• [THE INPUT]:
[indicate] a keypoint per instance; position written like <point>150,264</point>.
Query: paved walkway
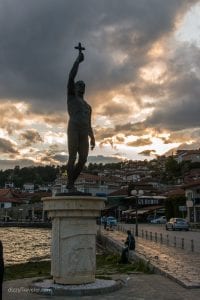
<point>136,287</point>
<point>177,264</point>
<point>183,267</point>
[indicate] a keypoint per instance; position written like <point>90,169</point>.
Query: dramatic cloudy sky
<point>141,70</point>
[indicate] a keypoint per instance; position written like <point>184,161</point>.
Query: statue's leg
<point>83,150</point>
<point>73,141</point>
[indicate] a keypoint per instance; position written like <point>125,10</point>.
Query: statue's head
<point>80,88</point>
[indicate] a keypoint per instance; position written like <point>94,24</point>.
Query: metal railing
<point>164,239</point>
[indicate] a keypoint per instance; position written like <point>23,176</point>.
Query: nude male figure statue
<point>79,126</point>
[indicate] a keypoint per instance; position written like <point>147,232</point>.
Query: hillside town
<point>167,186</point>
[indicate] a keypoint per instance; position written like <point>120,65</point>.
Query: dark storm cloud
<point>183,91</point>
<point>30,137</point>
<point>7,147</point>
<point>37,39</point>
<point>148,152</point>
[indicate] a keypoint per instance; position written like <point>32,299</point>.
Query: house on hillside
<point>192,193</point>
<point>8,200</point>
<point>188,155</point>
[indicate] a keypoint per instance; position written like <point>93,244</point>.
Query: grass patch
<point>109,264</point>
<point>106,265</point>
<point>26,270</point>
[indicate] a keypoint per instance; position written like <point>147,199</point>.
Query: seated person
<point>130,245</point>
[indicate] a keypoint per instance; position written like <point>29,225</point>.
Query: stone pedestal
<point>73,251</point>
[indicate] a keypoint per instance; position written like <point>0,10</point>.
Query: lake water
<point>25,244</point>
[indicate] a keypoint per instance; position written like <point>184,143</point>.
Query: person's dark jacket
<point>130,242</point>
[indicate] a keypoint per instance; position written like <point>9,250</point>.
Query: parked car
<point>111,221</point>
<point>177,223</point>
<point>160,220</point>
<point>151,217</point>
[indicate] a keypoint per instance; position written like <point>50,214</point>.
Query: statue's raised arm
<point>74,70</point>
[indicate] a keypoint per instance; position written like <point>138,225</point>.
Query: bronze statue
<point>79,125</point>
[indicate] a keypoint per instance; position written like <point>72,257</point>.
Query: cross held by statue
<point>79,47</point>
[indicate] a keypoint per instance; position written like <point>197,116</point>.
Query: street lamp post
<point>137,194</point>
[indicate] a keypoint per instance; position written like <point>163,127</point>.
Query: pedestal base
<point>73,250</point>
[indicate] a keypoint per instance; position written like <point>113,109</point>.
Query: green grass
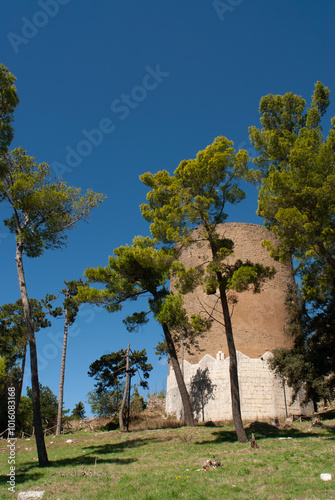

• [TASK ITEM]:
Please copy out the entries above exactly as they appear, but skip their images.

• [OUTPUT BELOW]:
[indicate] a keypoint per instance; position written like <point>150,264</point>.
Query: paved walkway
<point>136,287</point>
<point>177,264</point>
<point>183,267</point>
[indicate] a keypoint per instance; position written like <point>90,169</point>.
Query: dramatic cloudy sky
<point>141,70</point>
[indicate] a keypoint per instance; position written like <point>184,161</point>.
Query: statue's leg
<point>83,150</point>
<point>73,141</point>
[indicate] a keypoint per instance; position written like <point>125,10</point>.
Query: statue's head
<point>80,88</point>
[indicate] a keypoint per instance; position written like <point>94,24</point>.
Query: metal railing
<point>164,239</point>
[indicate] a keypoint per instance; position written like <point>23,176</point>.
Query: nude male figure statue
<point>79,126</point>
[indicate] a keypoint per instance; position written like <point>147,232</point>.
Query: hillside town
<point>167,186</point>
[indicate] a keypoint per instance; position written like <point>120,65</point>.
Query: dark storm cloud
<point>183,91</point>
<point>30,137</point>
<point>7,147</point>
<point>37,39</point>
<point>148,152</point>
[indicate] a keypoint per instance; position written like <point>32,299</point>.
Query: house on hillside
<point>192,193</point>
<point>8,200</point>
<point>188,155</point>
[indicate] a keypoint per instance; position written like <point>93,244</point>.
Query: grass patch
<point>109,264</point>
<point>106,265</point>
<point>26,270</point>
[indicate] a keypoint per instance; position written like <point>147,199</point>.
Query: seated person
<point>130,245</point>
[indicate] a keypoint per instance; position written like <point>29,225</point>.
Query: stone pedestal
<point>73,251</point>
[indicate] a keypoint per instance; position written like <point>0,10</point>.
Query: lake water
<point>25,244</point>
[indicate] a keypoint per instance; position written like <point>184,143</point>.
Query: person's dark jacket
<point>130,242</point>
[indicate] a keypoint per instance; position written like <point>9,250</point>.
Query: parked car
<point>111,221</point>
<point>177,223</point>
<point>160,220</point>
<point>151,217</point>
[indicate] a keypoint per instance; position written like <point>50,214</point>.
Query: statue's raised arm
<point>74,70</point>
[indicate] a keypoint per instance; position written like <point>138,225</point>.
Query: bronze statue
<point>79,125</point>
[indicate] a keypoint per instance; position written like <point>72,257</point>.
Query: cross held by statue
<point>79,47</point>
[indicate] a keypoint per instance; position written like <point>197,116</point>.
Query: street lamp post
<point>137,194</point>
[indicate] a keypoint per instance; position written like <point>163,127</point>.
Query: pedestal base
<point>73,250</point>
[indicate] a keypoint per instance; position written like <point>113,109</point>.
Query: green grass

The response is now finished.